§ **Written exercise**: Copy the lines below verbatim, from the line containing "Security camera analysis — pinpoint the pointed" through the line containing "top-left (73, 7), bottom-right (77, 12)", including both of those lines.

§ **Exercise materials**:
---+---

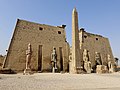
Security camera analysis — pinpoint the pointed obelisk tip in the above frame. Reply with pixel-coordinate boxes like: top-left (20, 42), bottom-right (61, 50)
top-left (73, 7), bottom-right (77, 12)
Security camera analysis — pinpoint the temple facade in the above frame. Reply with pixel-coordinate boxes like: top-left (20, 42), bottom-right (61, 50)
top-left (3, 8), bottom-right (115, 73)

---+---

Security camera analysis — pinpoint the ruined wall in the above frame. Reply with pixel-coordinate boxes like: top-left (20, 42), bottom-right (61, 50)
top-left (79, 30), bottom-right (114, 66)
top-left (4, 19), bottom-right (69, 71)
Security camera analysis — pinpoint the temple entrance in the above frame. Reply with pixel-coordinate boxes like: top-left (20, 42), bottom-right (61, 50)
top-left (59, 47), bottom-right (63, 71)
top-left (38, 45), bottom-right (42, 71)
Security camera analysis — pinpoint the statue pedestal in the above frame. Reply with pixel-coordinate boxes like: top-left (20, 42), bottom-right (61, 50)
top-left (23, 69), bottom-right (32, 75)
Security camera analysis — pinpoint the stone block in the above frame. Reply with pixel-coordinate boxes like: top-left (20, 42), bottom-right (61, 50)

---+---

§ **Written response**:
Security camera analysis — pinpoint the pointed obelisk tip in the above frame. Reply with pixel-coordinate boxes like: top-left (20, 42), bottom-right (61, 50)
top-left (73, 7), bottom-right (77, 12)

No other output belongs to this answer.